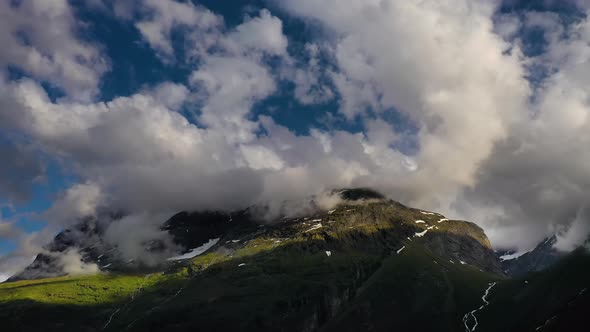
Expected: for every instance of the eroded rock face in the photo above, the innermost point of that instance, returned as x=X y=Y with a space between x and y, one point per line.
x=543 y=256
x=463 y=248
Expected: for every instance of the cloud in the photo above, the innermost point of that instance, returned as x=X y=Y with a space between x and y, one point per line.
x=8 y=231
x=475 y=140
x=164 y=16
x=20 y=168
x=72 y=264
x=140 y=238
x=39 y=38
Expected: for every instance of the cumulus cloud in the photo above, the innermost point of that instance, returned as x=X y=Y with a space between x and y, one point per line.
x=478 y=142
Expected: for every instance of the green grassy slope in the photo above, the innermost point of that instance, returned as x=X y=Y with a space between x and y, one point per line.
x=275 y=278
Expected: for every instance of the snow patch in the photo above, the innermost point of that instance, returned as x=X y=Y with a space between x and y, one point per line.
x=196 y=251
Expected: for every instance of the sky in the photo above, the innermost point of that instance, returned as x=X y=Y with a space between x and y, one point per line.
x=474 y=108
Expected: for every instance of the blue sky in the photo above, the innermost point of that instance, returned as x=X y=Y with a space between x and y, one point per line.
x=152 y=107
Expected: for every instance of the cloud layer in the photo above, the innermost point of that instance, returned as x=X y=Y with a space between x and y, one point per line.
x=451 y=111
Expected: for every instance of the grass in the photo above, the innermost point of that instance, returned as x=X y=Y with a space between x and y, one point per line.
x=86 y=290
x=288 y=282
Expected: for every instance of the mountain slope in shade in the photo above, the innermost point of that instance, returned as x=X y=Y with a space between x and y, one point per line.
x=541 y=257
x=370 y=263
x=556 y=299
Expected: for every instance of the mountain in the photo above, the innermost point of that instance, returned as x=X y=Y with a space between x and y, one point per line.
x=541 y=257
x=369 y=264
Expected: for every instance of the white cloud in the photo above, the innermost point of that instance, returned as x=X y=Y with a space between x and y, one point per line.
x=483 y=151
x=39 y=38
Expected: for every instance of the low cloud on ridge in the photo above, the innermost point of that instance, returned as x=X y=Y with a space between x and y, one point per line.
x=492 y=146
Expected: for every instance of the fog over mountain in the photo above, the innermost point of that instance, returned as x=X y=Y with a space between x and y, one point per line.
x=477 y=109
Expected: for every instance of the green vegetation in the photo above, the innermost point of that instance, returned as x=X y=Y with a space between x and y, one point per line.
x=292 y=276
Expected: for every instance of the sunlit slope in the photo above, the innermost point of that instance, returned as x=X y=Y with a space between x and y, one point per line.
x=319 y=271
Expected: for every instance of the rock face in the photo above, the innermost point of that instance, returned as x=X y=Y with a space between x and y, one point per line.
x=543 y=256
x=467 y=248
x=458 y=240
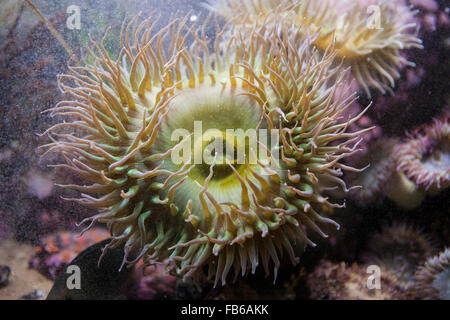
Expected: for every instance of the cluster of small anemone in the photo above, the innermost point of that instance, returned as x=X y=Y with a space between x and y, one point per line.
x=222 y=217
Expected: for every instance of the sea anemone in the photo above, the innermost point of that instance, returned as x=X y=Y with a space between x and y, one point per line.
x=399 y=249
x=425 y=157
x=370 y=38
x=340 y=281
x=217 y=214
x=433 y=279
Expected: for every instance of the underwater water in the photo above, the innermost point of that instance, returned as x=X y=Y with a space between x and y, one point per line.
x=80 y=108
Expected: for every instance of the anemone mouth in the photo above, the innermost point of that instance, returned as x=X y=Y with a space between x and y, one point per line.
x=425 y=157
x=374 y=179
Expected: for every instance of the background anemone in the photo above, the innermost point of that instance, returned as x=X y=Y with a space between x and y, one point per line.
x=340 y=281
x=399 y=249
x=424 y=157
x=373 y=180
x=222 y=215
x=369 y=38
x=433 y=279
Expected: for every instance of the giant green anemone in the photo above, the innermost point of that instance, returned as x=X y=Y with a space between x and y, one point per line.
x=132 y=131
x=370 y=39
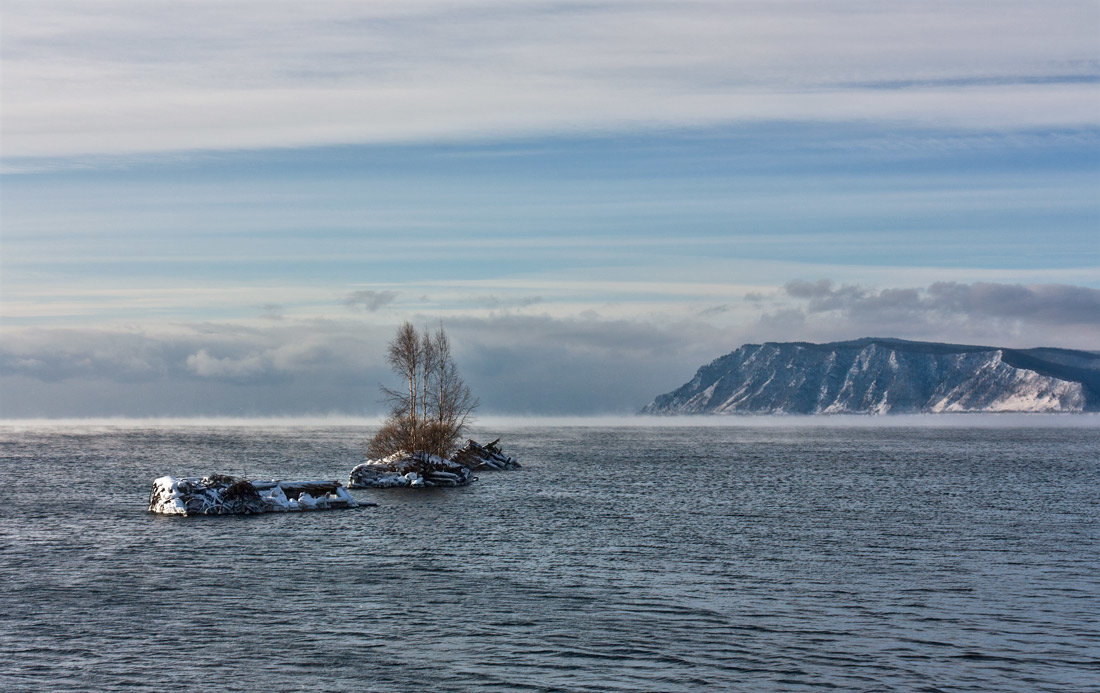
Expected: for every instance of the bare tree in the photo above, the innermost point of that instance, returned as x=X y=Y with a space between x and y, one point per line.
x=435 y=408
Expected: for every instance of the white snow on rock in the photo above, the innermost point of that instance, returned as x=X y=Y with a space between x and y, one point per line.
x=409 y=470
x=419 y=470
x=882 y=375
x=219 y=494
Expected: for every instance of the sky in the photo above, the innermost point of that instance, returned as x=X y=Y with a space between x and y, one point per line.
x=226 y=208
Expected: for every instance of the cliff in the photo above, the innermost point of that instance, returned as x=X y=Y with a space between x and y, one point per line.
x=876 y=375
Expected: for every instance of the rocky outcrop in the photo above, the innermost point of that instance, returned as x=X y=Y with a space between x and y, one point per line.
x=420 y=470
x=219 y=494
x=888 y=376
x=483 y=458
x=415 y=470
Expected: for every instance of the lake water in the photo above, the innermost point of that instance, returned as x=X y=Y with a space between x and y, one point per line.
x=619 y=558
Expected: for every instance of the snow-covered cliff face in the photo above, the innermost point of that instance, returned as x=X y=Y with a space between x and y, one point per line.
x=888 y=376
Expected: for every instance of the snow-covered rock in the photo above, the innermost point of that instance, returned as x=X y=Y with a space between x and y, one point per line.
x=219 y=494
x=888 y=376
x=404 y=469
x=479 y=458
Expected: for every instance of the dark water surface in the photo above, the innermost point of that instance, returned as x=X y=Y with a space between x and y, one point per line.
x=656 y=559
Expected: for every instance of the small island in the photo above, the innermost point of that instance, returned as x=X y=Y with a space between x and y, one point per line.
x=219 y=494
x=416 y=444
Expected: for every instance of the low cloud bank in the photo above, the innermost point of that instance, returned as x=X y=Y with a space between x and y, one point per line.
x=517 y=364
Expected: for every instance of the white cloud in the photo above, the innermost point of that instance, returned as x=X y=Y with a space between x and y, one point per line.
x=528 y=364
x=128 y=77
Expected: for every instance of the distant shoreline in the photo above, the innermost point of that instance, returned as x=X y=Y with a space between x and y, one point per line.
x=493 y=422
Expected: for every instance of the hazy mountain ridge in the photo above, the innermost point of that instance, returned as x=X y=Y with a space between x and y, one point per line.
x=876 y=375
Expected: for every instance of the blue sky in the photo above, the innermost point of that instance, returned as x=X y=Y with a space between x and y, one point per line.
x=226 y=208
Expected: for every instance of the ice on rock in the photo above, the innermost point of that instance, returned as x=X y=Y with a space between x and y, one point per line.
x=219 y=494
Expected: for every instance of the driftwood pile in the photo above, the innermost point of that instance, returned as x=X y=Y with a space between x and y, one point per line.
x=419 y=470
x=480 y=458
x=219 y=494
x=409 y=469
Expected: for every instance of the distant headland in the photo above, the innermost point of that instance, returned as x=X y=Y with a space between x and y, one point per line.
x=884 y=375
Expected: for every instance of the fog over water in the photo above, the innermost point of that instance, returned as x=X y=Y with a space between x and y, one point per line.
x=950 y=553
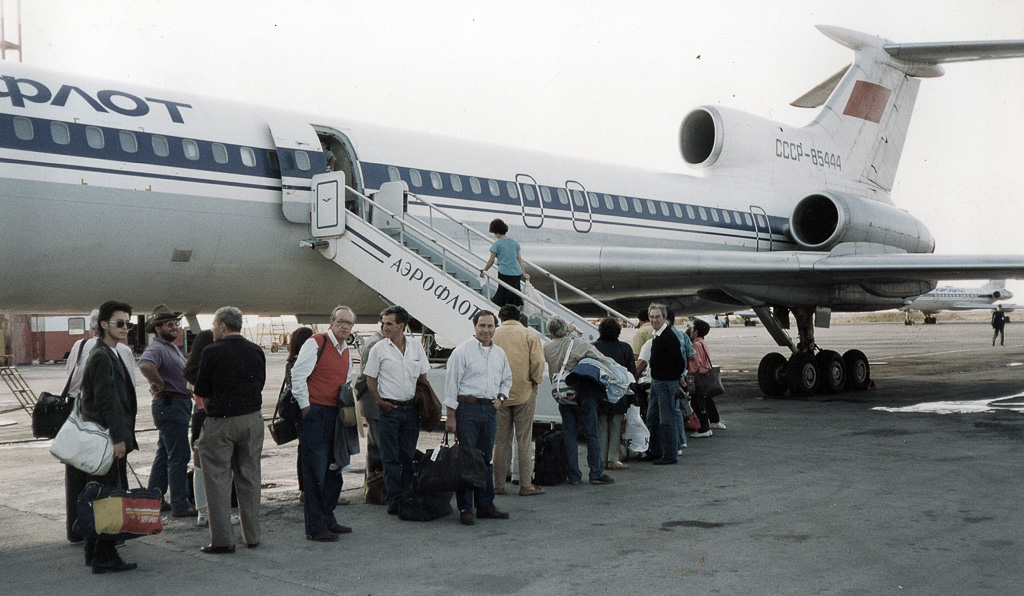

◇ ◇ ◇ ◇

Format all the items above as a JSON array of strings, with one string per line. Drop blank lines and leave out the pictures.

[
  "Expected: for every instance of the eroded rock face in the photo above, the innermost point of that instance, returned as x=X y=Y with a space between x and y, one point per line.",
  "x=543 y=256",
  "x=463 y=248",
  "Expected: for every instance of the cloud in the photo above, the innermost point of that instance, returned as x=X y=Y with a space between x and y, one point per line.",
  "x=8 y=231",
  "x=475 y=140",
  "x=164 y=16",
  "x=20 y=168",
  "x=72 y=264",
  "x=140 y=238",
  "x=39 y=38",
  "Expected: for every instance of the cumulus cloud in the photo above, the innermost point of that instance, returned as x=X y=Y with a space between x and y, one point per line.",
  "x=478 y=142",
  "Expected: for every instance of the green grassy slope in the photo above, the innermost point of that instance, returned as x=X y=Y with a space between x and y, one point per line.",
  "x=275 y=278",
  "Expected: for every instance of the snow patch in the photo above, the innermost point of that instance, returned as x=X y=Y with a space between x and y, one point per line.",
  "x=196 y=251",
  "Expected: for every instance of the sky in the photo above, the innermost point of that instance, returned as x=X y=Y with a space between x and y, one point per line.",
  "x=474 y=108",
  "Expected: for every instance of the blue sky in the photo above, the innermost point of that instance, returned as x=X y=Y with a space between x and y, one point per line.",
  "x=152 y=107",
  "Expected: for every instance of the cloud layer in the photo above, the innermost point of that instance, returned as x=X y=Y with a space between x and y, one point per line.",
  "x=451 y=111",
  "Expected: for every instance of the grass in the photo above, the innermost point of that instance, returned as x=X y=Y with a space between x and y, one point per line.",
  "x=86 y=290",
  "x=288 y=282",
  "Expected: for every instance of the mountain slope in shade in the photo above, the innermost point of that instance, returned as x=X y=Y with a space between x and y, one point per line.",
  "x=541 y=257",
  "x=370 y=263",
  "x=556 y=299",
  "Expected: for every instance of the mountain in the photo above, the innermost point of that instance, returned as x=X y=Y with a space between x and y, one point per line.",
  "x=541 y=257",
  "x=369 y=264",
  "Expected: for every instance of the white cloud in the photo above, the innermost point of that instance, returned as x=X y=Y with a space between x and y, one point per line.",
  "x=483 y=151",
  "x=39 y=38",
  "Expected: for every instance of the low cloud on ridge in the photo above, the innermost point of that instance, returned as x=X y=Y with a space between x and y, one point per line.",
  "x=492 y=146",
  "Expected: for every instance of the fog over mountain in the photo above, the innermost point of that instance, returned as x=X y=Y with a space between x and y, one point per line.",
  "x=477 y=109",
  "Expected: for every instance of the green vegetation in the photo above, the innermost point of that instance, returned as x=X y=Y with a space between x and y, one point per line.",
  "x=292 y=276",
  "Expected: for every instance of the sunlit slope in the photo above, the innermost point of that instance, returned as x=X y=Y with a space between x and y, one point per line.",
  "x=319 y=271",
  "Expected: for every instance of the rock face in the photo above, the innermost point of that instance, returned as x=X y=Y with a space between x and y, one point per line.",
  "x=543 y=256",
  "x=467 y=248",
  "x=458 y=240",
  "Expected: for every instance of the cluster of small anemone in the photo above, the innermost point of that instance, returned as x=X y=Y with a space between x and y, one point per line.",
  "x=222 y=217",
  "Expected: for every instance of the sea anemone in the photo above, the innermost point of that instance, returned as x=X y=Y with a space between x and y, one point per line.",
  "x=399 y=249",
  "x=425 y=157",
  "x=370 y=38",
  "x=340 y=281",
  "x=217 y=214",
  "x=433 y=279",
  "Expected: for every instance of the underwater water in the photo above, the innermost point of that instance, returned as x=X y=Y with a space between x and y, one point per line.",
  "x=80 y=108",
  "Expected: for every instance of the anemone mouth in the photo above, the innermost point of that instance, returned as x=X y=Y with a space between x and y, one point per line.",
  "x=425 y=157",
  "x=374 y=179",
  "Expected: for every instance of the background anemone in the photo above, the innermost point of that instance, returned as x=X y=Y with a space between x and y, one point per line.",
  "x=340 y=281",
  "x=399 y=249",
  "x=424 y=157",
  "x=373 y=180",
  "x=222 y=215",
  "x=369 y=38",
  "x=433 y=279",
  "Expected: for every instance of the giant green anemone in the photo above, the innermost point of that instance, returned as x=X y=Y with a space between x and y, one point per line.",
  "x=132 y=131",
  "x=370 y=39",
  "Expected: for every instance of the bare tree in the photo above, the innermost point of that instance, returned as x=X y=Y with a space between x and y, one point per line.",
  "x=435 y=408",
  "Expected: for every instance of the white snow on rock in the photo above, the innermost point of that instance, returned as x=X y=Y with a space between x and y, one point per line.",
  "x=409 y=470",
  "x=419 y=470",
  "x=882 y=375",
  "x=219 y=494",
  "Expected: for every instance of the sky in the photo above, the innermost point of that instance, returned as x=X y=Y with a space between x and y, one point per line.",
  "x=226 y=208",
  "Expected: for every instance of the cliff in the photo above, the innermost point of that instance, returned as x=X y=Y with a space between x and y, one point per line.",
  "x=876 y=375",
  "Expected: for every instance of the rocky outcrop in the photo above, the innermost point of that instance, returned as x=X y=Y with a space between x and y, one point per line.",
  "x=420 y=470",
  "x=219 y=494",
  "x=888 y=376",
  "x=483 y=458",
  "x=415 y=470",
  "Expected: for every instance of the lake water in the photo above, the innermost point of that instance, returned as x=X y=Y with a space between x and y, one point per line.",
  "x=619 y=558",
  "Expected: for every instance of the snow-covered cliff face in the photo above, the innermost point of that instance, returned as x=X y=Y with a space between x and y, one point per line.",
  "x=888 y=376",
  "Expected: for every instance of the snow-covered rock in the photo above, the innermost point of that instance, returned as x=X y=Y with a space between x and y, one point per line.",
  "x=219 y=494",
  "x=888 y=376",
  "x=404 y=469",
  "x=479 y=458",
  "Expected: for every instance of the dark water surface in the photo above, the innermost point of that instance, returned as x=X y=Y with a space between x and y, one point per line.",
  "x=656 y=559",
  "Expected: for every instance of the small island in the photo above, the innermost point of that instance, returned as x=X y=Y with a space between x and y, one point per line.",
  "x=219 y=494",
  "x=416 y=444",
  "Expected: for every instance of the low cloud bank in the photo above, the innermost point of that instance, returned as x=X y=Y with a space between x and y, one point per line.",
  "x=517 y=364",
  "Expected: for every instance of the white cloud in the photo above, the innermost point of that instance, returned as x=X y=Y with a space between x and y, one point per line.",
  "x=528 y=364",
  "x=128 y=77",
  "Expected: for every instance of the distant shoreline in the photo above, the innermost point of that instance, returned as x=X y=Y with a space between x and y, one point per line.",
  "x=493 y=422",
  "Expected: for every instance of the hazy mountain ridge in the photo above, the innermost point of that instance, returned as x=X y=Y with a space between x and y, one point per line.",
  "x=876 y=375",
  "Expected: for every instance of the blue sky in the photo above, the innermost point of that instance, returned as x=X y=Y with a space between x and y, one point per line.",
  "x=226 y=208",
  "Expected: for every instance of the ice on rock in the photo above, the innermost point of that instance, returned as x=X y=Y with a space between x and y, one point per line.",
  "x=219 y=494",
  "Expected: for every instance of the driftwood pile in the photo above, the innermost point of that instance, returned as x=X y=Y with a space between x and y, one point per line.",
  "x=419 y=470",
  "x=480 y=458",
  "x=219 y=494",
  "x=409 y=469",
  "Expected: for every instance of the distant headland in the photo above, the innermost point of that instance, returned as x=X y=Y with a space between x and y, one point per line.",
  "x=884 y=375",
  "Expected: for every instance of the fog over water in the photo above, the innermost point of that instance, returned as x=X y=Y with a space between x and y, one point per line.",
  "x=950 y=553"
]